▶ [Problema assegnato]: Trova nell'elenco qui sotto ogni riga in cui compare la parola "Target" e ricopiala.
———
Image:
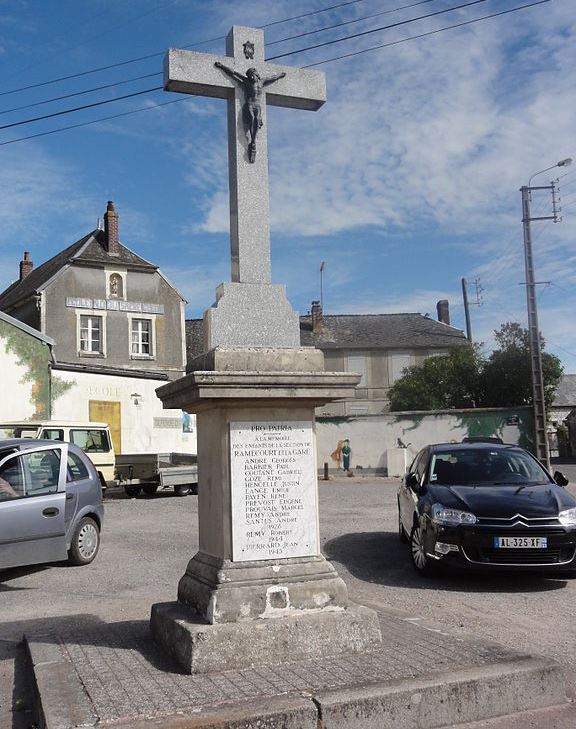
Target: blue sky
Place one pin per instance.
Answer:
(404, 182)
———
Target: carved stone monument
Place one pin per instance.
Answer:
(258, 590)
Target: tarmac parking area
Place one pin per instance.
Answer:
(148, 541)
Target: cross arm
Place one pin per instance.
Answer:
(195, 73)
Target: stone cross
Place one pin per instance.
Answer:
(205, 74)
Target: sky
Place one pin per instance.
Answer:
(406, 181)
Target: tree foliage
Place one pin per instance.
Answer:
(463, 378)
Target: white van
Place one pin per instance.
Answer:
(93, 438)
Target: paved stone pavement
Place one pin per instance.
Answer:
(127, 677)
———
▶ [Risposta corretta]:
Target: blue sky
Target: carved stone monument
Target: tarmac parking area
Target: cross arm
Target: stone cross
Target: sky
Target: tree foliage
Target: white van
Target: paved stone pavement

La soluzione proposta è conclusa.